### PASSAGE SHOWN
# # # # # # #
It’s such an outsized story – in importance and in craziness – that I find myself checking in on the Carlos Correa Saga with considerable regularity, even as nothing has developed lately.
All we know, at last check, is that, after they swooped in to snag Correa from the Giants (who’d backed away because of a medical issue with his surgically-repaired leg), the Mets raised the same medical concern and no deal has yet been officially finalized. We are approaching a week since Correa’s physical with the Mets, and the assumption has been that the sides are trying to find a way to make the reported 12-year, $315 million signing work.
The latest status update? Still mostly silence:
Uh oh, down from 55% to just 51%! (That is mostly a joke, but the last report did have it at 55/45 a deal would get done with the Mets.)
I think what Morosi said there tracks with common sense. With nearly a week gone by since Correa’s physical and NO word of actual talks with other teams, we can safely conclude that both Correa’s camp and the Mets are sincerely and earnestly trying to make a version of this deal work. There are probably just a whole lot of finer details to negotiate, draft, re-write, negotiate, etc., and you throw the holiday there into the middle of it, and it doesn’t seem all that odd that it would take a week+ to get to a revised agreement.
Unlike in the Giants situation, where Scott Boras smartly sprinted toward an overly aggressive owner to get a new deal locked down as quickly as possible, there is no other available suitor quite like that now. And Boras also knows that this medical issue has been flagged twice by teams that REEEEAAAALLY wanted to sign this guy. So even if Boras did start shopping around for a back-up offer, it wouldn’t be pretty.
That’s probably a bit of the game of chicken going on right now: the Mets know that Correa’s market would be crushed if he had to head back out (so they don’t want to do the original deal), but Boras and Correa know he’s got a pretty good grievance available if the Mets back out (so they don’t want to move off of the original deal). In the meantime, they’ll negotiate about incentives or missed-time language or whatever. It’s a lot to work through, I’m sure.
The only way this deal falls apart is if the Mets feel like the risks to Correa’s future health are so great that they could not possibly sign him for anything remotely close to 12 years and $315 million, and are willing to risk losing a grievance in a couple years after Correa is forced to sign something much shorter and for much less of a guarantee.
That 51 to 55% range sure sounds right to me about a deal getting done with the Mets. If that doesn’t happen, I wouldn’t quite say all bets are off on where he goes – the Giants and Twins seem the most likely, on a reduced contract. But a minuscule part of me wonders if the Cubs have been slow to sign another bat on the chance Correa does have to hit the market again, and would have to be open to the kind of short-term, high-AAV deal they might want to do.
# # # # # # #
### PROVIDED DATA

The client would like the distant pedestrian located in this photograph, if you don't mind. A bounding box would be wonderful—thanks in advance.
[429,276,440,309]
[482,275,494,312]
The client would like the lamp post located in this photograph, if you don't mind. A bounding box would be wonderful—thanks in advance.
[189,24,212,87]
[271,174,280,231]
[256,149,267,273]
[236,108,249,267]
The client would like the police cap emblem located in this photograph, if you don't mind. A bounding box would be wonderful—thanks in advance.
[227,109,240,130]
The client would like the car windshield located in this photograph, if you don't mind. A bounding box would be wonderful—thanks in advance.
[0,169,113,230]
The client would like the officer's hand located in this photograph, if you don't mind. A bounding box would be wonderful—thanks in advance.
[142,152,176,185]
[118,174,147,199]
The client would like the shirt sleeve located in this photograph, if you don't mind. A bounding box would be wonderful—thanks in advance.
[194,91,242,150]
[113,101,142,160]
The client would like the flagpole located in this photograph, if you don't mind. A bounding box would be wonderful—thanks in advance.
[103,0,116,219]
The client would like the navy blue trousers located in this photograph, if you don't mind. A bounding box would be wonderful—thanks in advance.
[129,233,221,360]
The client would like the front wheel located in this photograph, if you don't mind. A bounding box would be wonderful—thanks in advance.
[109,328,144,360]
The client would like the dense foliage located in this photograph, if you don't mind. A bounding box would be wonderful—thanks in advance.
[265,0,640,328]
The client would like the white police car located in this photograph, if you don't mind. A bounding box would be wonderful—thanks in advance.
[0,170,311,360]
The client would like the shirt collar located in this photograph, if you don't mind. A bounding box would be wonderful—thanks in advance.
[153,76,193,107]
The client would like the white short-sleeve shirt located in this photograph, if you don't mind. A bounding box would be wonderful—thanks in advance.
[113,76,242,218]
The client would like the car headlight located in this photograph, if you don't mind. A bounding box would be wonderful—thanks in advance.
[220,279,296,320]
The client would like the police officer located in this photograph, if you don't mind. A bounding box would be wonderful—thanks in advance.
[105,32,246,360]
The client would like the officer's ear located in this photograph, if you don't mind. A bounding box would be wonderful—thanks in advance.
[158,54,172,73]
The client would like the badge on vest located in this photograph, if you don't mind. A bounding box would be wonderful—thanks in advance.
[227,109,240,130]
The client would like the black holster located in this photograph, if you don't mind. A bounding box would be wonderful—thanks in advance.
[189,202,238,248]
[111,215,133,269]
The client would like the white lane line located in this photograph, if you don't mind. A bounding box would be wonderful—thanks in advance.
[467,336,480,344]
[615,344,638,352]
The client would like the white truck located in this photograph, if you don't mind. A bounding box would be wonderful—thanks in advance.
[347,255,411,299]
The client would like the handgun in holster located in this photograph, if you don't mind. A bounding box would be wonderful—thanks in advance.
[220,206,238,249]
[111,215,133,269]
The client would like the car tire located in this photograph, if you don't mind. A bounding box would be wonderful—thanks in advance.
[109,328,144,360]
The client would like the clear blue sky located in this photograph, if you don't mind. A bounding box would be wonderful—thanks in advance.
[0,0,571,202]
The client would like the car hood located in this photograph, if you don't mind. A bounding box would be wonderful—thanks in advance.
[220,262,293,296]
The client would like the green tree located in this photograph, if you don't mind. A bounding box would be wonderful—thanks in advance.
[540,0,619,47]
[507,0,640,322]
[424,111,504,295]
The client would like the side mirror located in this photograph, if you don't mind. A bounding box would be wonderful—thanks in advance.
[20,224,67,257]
# # # # # # #
Retype the passage from the Carlos Correa article, starting with "The latest status" and going on through "a revised agreement.".

### RESPONSE AREA
The latest status update? Still mostly silence:
Uh oh, down from 55% to just 51%! (That is mostly a joke, but the last report did have it at 55/45 a deal would get done with the Mets.)
I think what Morosi said there tracks with common sense. With nearly a week gone by since Correa’s physical and NO word of actual talks with other teams, we can safely conclude that both Correa’s camp and the Mets are sincerely and earnestly trying to make a version of this deal work. There are probably just a whole lot of finer details to negotiate, draft, re-write, negotiate, etc., and you throw the holiday there into the middle of it, and it doesn’t seem all that odd that it would take a week+ to get to a revised agreement.